-- Directives --
a: In the court decision passage, on what date did the defendant file his motion to vacate the judgment of conviction?
b: Carry the court decision passage forward, starting after its final sentence.
----- Document passage
Pursuant to the District Court’s order, on February 10, 2005, defendant filed a motion to vacate the judgment of conviction pursuant CPL 440.10 in Westchester County Court. This motion was denied by the state court in a decision and order dated June 6, 2005 on the ground, inter alia, that a legal sufficiency claim can be reviewed only by direct appeal and, therefore, defendant’s insufficiency claim was procedurally barred.

The District Court, having concluded that defendant had now exhausted his state remedies, granted the writ insofar as it pertained to the conviction for depraved indifference murder *406(DiSimone v Phillips, 2005 WL 5396451, 2005 US Dist LEXIS 45054 [SD NY 2005, Brieant, J.]).4 In its memorandum and order dated November 30, 2005, the District Court concluded that “the rule of Payne will be treated by the New York Court of Appeals as retroactive in application to a case on collateral review of a conviction which was final when Payne was decided.” (2005 WL 5396451, *4, 2005 US Dist LEXIS 45054, *10.) Accordingly, the court vacated the conviction on the ground that under Payne the trial evidence could not “support the element of the crime of Depraved Indifference Murder.” (2005 WL 5396451, *4, 2005 US Dist LEXIS 45054, *12.)

In a decision dated August 22, 2006, the United States Second Circuit Court of Appeals reversed the District Court’s holding on the ground that a “void-for-vagueness” challenge in the state court, standing alone, does not preserve an insufficiency claim for purposes of federal habeas corpus (DiSimone v Phillips, 461 F3d 181, 189 [2006]). However, the Second Circuit agreed with defendant that the information contained in the affidavit of Luvic Gjonaj regarding a statement made by Nick Djonovic that he stabbed the victim two times before defendant allegedly stabbed the victim constituted Brady material. The Second Circuit further found that there was a “reasonable probability” that had such exculpatory information been disclosed to the defense, “the case would have been different,” and that if neither the defendant nor his attorney knew of, or had constructive knowledge of, the information then it had not been disclosed “in sufficient time to afford the defense an opportunity for use” (id. at 196). Since the Second Circuit was unable, based on the record before it, to determine the extent to which defendant or his attorney knew or should have known about the information, the court remanded the matter to the District Court for further fact-finding on this question (id. at 198).
----------
----- Supplied entries
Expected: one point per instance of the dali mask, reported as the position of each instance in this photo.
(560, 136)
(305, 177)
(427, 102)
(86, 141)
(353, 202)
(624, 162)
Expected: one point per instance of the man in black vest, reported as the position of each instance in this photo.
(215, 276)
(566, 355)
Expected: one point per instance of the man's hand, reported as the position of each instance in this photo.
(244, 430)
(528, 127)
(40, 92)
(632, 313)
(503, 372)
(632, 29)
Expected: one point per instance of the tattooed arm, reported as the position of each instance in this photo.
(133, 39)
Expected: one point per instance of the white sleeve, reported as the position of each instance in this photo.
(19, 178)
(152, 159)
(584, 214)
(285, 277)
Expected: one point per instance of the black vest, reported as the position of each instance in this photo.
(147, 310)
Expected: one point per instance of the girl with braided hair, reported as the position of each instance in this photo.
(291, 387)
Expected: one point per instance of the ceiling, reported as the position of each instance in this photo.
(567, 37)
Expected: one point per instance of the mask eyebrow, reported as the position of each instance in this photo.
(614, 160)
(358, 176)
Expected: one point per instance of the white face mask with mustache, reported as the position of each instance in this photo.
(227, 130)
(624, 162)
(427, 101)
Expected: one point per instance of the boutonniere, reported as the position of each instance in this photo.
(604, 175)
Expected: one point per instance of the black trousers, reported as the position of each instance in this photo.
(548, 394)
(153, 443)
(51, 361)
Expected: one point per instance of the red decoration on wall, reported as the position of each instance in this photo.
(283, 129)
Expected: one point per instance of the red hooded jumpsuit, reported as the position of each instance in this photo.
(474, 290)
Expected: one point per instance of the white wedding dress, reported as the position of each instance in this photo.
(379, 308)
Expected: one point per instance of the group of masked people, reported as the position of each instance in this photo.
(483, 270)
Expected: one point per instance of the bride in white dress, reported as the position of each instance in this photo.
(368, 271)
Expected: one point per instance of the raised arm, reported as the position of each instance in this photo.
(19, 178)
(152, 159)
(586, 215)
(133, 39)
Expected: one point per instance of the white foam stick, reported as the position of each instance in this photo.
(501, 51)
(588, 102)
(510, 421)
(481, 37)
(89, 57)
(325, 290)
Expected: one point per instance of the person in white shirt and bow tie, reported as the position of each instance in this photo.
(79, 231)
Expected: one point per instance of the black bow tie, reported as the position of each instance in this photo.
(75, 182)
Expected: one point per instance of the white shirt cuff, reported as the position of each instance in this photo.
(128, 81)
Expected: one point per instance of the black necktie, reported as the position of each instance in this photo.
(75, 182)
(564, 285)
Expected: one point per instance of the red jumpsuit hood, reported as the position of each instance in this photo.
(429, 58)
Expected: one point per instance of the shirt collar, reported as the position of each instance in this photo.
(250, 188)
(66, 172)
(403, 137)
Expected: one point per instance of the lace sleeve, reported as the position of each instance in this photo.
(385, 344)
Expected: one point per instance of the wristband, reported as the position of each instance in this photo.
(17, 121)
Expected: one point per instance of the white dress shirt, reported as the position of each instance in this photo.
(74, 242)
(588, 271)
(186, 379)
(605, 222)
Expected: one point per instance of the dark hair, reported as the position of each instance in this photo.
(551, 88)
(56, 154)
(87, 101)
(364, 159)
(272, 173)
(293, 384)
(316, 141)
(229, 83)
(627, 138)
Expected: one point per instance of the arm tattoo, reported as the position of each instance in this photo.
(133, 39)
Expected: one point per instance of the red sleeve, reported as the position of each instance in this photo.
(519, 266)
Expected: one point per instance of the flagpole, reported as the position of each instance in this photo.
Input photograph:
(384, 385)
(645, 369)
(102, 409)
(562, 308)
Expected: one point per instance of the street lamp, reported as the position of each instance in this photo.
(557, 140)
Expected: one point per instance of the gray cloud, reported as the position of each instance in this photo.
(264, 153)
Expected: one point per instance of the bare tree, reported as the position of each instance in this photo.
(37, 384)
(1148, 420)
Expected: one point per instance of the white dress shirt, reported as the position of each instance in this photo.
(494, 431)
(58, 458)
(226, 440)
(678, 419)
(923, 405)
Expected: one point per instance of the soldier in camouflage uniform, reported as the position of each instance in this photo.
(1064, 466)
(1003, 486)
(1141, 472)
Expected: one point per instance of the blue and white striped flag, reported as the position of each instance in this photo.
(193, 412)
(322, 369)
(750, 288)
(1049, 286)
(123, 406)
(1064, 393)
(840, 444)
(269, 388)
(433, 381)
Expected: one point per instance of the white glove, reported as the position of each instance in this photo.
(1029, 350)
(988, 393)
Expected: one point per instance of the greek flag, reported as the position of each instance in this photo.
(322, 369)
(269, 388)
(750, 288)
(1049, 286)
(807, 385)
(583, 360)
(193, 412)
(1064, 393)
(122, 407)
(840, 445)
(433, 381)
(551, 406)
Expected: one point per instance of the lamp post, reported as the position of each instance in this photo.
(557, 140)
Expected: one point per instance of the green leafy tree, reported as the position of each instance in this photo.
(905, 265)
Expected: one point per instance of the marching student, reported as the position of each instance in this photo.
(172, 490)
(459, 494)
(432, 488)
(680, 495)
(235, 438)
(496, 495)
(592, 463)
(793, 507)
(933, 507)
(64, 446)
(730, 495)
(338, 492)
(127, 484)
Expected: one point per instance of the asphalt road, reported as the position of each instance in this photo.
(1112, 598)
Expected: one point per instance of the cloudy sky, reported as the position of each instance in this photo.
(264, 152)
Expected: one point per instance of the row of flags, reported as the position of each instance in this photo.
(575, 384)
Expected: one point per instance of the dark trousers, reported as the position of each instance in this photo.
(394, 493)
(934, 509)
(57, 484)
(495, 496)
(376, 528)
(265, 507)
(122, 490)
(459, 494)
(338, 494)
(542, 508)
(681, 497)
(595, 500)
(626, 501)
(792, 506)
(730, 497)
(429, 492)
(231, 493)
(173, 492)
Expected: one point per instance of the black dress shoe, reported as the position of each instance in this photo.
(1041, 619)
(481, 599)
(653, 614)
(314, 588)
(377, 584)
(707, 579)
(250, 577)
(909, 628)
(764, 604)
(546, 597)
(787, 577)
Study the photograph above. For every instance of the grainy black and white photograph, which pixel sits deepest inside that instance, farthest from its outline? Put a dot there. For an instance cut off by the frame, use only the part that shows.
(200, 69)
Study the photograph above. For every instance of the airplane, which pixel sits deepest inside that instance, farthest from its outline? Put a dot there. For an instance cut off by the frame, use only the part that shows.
----------
-- In response --
a: February 10, 2005

b:
On remand, the People conceded that a Brady violation had occurred, withdrew any previously filed opposition to the issuance of a conditional writ of habeas corpus, and agreed that defendant should be granted a new trial in the state court. In its memorandum and order dated February 5, 2007, the District Court, while concluding that the Brady violations were “egregious,” denied defendant’s application for an unconditional writ of habeas corpus based upon the violation (DiSimone v Phillips, *4072007 US Dist LEXIS 96648 [SD NY 2007, Brieant, J.]). In denying defendant’s application on this ground, the District Court stated that

“[i]t is not a function of this Court to punish the prosecutors for their misconduct at petitioner’s first trial by preventing a retrial which would otherwise be allowed, but rather to see that Justice is done in the case. To the extent that Petitioner’s counsel argue that it is necessary to ‘send a message’ to prosecutors in New York that they cannot fail to disclose Brady material . . . this is not a proper purpose for the court.” (2007 US Dist LEXIS 96648, *7.)

The District Court did, however, vacate the conviction, dismiss the indictment and bar the People from retrying the defendant on the ground that defendant could not be convicted of depraved indifference murder on the evidence since any retrial “would have to be conducted consistently with the New York case law now in effect.” (2007 US Dist LEXIS 96648, *8.)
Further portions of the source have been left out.